# [EXCERPT TO READ]
Danny Dorsey

Danny Dorsey, disabled truck driver, photographer, originally from Princeton, West Virginia, has lived in Bristol, Tennessee since the age of seven:

“My dad’s job transfer [brought us to Bristol, Tennessee]. He was a milk manager for Flav-o-Rich Dairy. 

My grandfather died in the mines. I never got to meet him. He died when I was probably three months old, so I never knew him. I was too young to remember. We just never got to talk much about it. I had three cousins that worked in the mines. All of them are retired. I had a lot of family from West Virginia work in the mines. They grew up in a very rural part of West Virginia, and that was all that was available. 

I graduated from Tennessee High School. [My childhood years] were great. We spent a lot of time at the lake, instead of school. It was good. 
We did a lot of stuff with sports, and stayed pretty busy. My dad was a mountain guy. We hunted, fished, camped, every day it was possible. 
[It was] very laid back. Just living in the mountains, doesn’t get any better. The love of the mountains. The love of the people. 

I drove a truck for thirty-five years. I started the minute I got out of high school, and never looked back, which was a mistake, but I learned a lot. Made good money, and I was out of the area. 

I drove with the best group of guys, and we always tried to trick each other. I was in the sleeper one night sound asleep. A buddy of mine had a truck that was real high, and he pulled up and shined floodlights in my sleeper, and he had a train engine horn on his truck. So when he blew the horn, I woke up, stuck my head out of the sleeper, and thought I was getting ready to be nailed by a train. I dove headfirst out of my truck, and he was sitting there, just dying laughing. 

I’ve hauled gasoline. I’ve hauled everything imaginable, except explosives. I didn’t want to get into that. I traveled all over. And then, I finally came home, and went local. 

Coming home, [I] was at peace, because you were in a rat race, flat lands, nothing, cornfields for miles. I couldn’t stand it [in the cities]. I like the quietness. I like being out. I like just waking up, and not hearing traffic. Horns blowing. People screaming. 

And then when you come home, and topped the mountains, and you see it, it’s like coming home all over again, every trip. That’s what I live for. 
[In Appalachia] the biggest thing is the friendliness. Nobody meets a stranger [and] for the most part, everybody’s friends. I think it’s really a special breed of people. It’s different to a lot of other people, but they don’t understand the culture. I mean it’s just a way of life. 

The variety of people, all the different stuff people do. You take people that have so many different talents. Like in the art industry, they’re from one end of the spectrum to the other. I just like the way people take small stuff, and make huge things. 

I sing some. I listen to music. I love music. Music is my getaway from all the stresses of life. It’s a huge part [of the culture]. I think that’s what built this area. All the different types of music, I mean, it’s anything from bluegrass, country, rock and roll, gospel. You’ve got it all.

# [TASK BRIEF]
Update the stretch of the Danny Dorsey text from "And then when" through "way of life." by changing "friendliness" to "hospitality", and give that stretch in full. Rely solely on the Danny Dorsey text.

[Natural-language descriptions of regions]

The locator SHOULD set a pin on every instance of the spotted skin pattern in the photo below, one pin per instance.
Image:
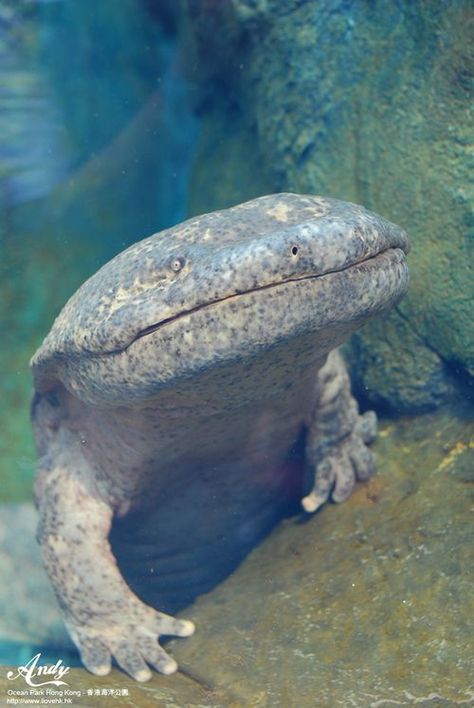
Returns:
(170, 392)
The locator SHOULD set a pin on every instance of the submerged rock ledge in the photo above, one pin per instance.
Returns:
(369, 602)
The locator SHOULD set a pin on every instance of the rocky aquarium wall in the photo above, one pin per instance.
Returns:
(118, 119)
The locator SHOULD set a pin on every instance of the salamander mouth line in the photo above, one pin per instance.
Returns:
(158, 325)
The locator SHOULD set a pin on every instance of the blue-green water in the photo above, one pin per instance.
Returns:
(118, 119)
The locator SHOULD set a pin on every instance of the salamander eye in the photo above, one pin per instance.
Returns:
(177, 264)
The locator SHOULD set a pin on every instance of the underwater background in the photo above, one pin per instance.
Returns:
(118, 119)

# [EXERCISE RESPONSE]
And then when you come home, and topped the mountains, and you see it, it’s like coming home all over again, every trip. That’s what I live for. 
[In Appalachia] the biggest thing is the hospitality. Nobody meets a stranger [and] for the most part, everybody’s friends. I think it’s really a special breed of people. It’s different to a lot of other people, but they don’t understand the culture. I mean it’s just a way of life.